RECORDS FOR THE TASK:
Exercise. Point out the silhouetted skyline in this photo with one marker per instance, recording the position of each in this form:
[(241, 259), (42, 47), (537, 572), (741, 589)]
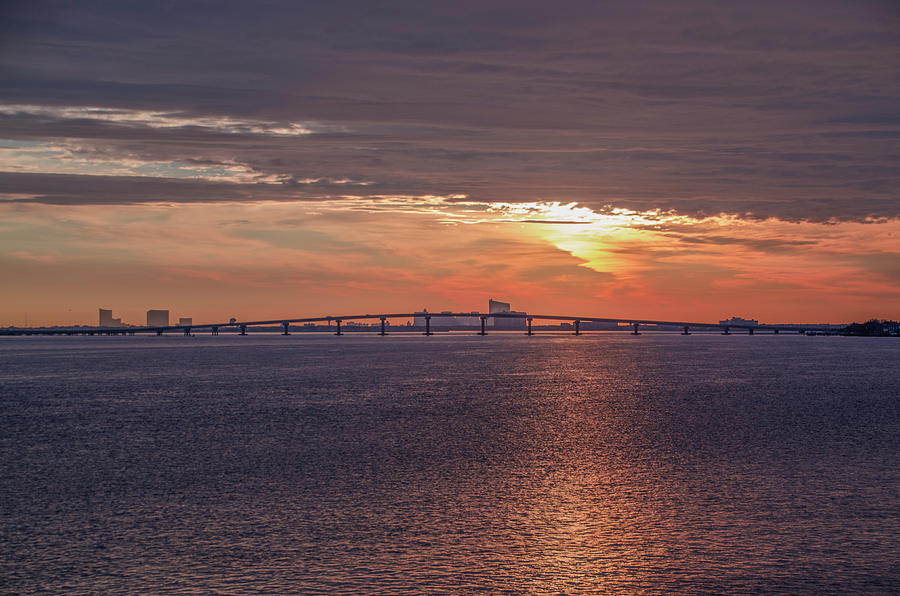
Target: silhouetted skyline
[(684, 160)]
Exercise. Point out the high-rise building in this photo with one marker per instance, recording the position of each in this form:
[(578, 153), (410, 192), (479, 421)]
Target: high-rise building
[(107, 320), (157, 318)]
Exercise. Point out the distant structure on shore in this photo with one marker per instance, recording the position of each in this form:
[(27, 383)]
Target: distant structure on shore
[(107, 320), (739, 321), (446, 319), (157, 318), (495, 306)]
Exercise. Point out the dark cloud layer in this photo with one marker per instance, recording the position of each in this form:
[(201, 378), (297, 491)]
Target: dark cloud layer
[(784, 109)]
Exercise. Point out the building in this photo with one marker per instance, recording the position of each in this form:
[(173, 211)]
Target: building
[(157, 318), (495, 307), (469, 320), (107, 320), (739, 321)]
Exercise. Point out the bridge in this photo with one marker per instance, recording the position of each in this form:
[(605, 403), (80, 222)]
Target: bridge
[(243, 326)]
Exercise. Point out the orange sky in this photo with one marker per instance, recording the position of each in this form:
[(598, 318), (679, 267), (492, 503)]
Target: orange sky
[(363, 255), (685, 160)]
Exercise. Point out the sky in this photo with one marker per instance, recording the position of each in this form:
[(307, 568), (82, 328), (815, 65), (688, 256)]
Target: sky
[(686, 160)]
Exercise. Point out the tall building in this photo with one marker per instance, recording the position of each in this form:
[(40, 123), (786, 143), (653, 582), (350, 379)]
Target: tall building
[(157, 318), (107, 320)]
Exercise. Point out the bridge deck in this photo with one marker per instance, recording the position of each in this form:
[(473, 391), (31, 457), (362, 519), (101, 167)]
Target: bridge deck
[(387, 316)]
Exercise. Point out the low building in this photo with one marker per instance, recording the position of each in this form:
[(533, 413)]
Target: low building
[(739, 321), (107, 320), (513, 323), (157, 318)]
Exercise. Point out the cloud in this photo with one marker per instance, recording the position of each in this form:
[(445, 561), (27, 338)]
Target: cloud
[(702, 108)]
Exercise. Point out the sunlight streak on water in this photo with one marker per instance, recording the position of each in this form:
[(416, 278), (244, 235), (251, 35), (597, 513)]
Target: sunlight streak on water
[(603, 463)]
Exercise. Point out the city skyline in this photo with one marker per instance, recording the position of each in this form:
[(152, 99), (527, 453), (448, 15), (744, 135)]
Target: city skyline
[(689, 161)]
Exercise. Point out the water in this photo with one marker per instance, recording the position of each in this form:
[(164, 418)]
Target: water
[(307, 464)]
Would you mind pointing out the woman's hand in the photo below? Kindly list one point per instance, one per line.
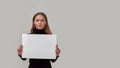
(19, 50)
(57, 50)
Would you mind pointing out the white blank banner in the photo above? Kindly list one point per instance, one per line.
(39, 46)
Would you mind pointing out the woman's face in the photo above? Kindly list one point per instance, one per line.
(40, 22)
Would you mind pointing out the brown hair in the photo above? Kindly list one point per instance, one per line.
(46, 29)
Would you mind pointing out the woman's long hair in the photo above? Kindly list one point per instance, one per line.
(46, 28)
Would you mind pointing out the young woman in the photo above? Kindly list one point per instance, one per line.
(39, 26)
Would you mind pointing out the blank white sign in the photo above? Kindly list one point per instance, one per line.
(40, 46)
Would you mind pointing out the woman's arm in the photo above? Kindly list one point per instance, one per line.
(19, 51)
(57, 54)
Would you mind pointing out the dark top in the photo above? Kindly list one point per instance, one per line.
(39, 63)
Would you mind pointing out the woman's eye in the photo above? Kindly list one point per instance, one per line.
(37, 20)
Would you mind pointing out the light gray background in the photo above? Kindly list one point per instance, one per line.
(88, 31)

---

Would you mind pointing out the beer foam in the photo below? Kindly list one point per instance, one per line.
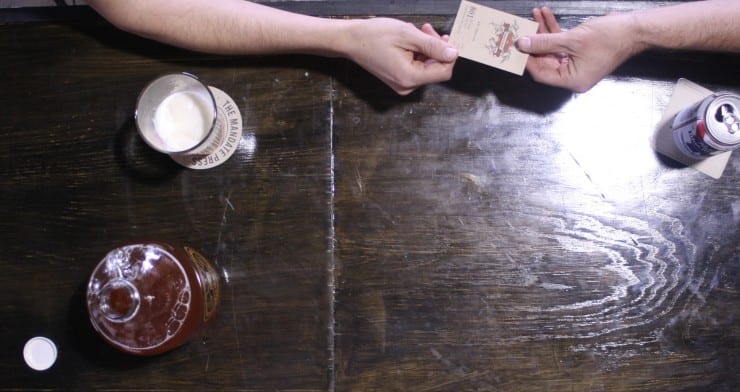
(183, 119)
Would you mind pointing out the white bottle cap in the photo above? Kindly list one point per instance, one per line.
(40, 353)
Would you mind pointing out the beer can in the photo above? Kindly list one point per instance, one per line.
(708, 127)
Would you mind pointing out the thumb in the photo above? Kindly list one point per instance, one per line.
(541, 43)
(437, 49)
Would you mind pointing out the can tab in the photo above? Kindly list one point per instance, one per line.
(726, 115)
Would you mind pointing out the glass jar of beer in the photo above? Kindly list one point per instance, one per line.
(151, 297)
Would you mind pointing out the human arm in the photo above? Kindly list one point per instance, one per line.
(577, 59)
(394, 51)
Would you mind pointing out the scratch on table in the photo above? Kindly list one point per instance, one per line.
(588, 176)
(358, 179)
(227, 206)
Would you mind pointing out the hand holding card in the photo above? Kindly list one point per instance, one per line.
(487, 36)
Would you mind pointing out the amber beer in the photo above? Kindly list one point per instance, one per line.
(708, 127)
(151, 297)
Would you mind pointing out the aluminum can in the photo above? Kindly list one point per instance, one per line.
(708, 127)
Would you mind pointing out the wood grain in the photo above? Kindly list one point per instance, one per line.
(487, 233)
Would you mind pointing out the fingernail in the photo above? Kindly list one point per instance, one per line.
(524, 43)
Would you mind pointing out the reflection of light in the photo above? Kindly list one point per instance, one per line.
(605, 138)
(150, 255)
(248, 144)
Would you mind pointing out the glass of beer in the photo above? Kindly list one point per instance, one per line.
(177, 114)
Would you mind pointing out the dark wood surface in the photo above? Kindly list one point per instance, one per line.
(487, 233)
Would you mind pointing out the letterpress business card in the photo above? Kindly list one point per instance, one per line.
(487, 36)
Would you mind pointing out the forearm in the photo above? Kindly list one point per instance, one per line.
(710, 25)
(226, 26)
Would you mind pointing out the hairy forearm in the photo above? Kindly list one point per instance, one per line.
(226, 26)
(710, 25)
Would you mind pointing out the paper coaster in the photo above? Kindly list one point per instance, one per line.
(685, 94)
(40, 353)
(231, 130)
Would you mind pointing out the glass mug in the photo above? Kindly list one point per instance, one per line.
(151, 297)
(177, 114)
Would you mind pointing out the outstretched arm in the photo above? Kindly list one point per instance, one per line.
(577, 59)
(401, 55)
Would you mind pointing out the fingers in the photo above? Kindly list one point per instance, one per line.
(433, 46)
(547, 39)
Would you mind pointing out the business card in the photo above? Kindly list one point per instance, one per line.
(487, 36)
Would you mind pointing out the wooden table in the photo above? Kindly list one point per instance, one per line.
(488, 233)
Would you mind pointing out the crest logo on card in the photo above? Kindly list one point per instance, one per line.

THE PROBLEM: Rewrite the stretch of records from the line containing "Exercise. Point out the silhouetted" through the line containing "[(684, 160)]", putting "city skyline" in place of "silhouetted skyline" and keeping everything else the same. Leave the pictures out.

RESULT FOR THIS EXERCISE:
Exercise. Point out the city skyline in this photo with one marker per instance, recording the position of each in this form:
[(241, 259), (42, 47), (537, 572), (741, 589)]
Target: city skyline
[(684, 160)]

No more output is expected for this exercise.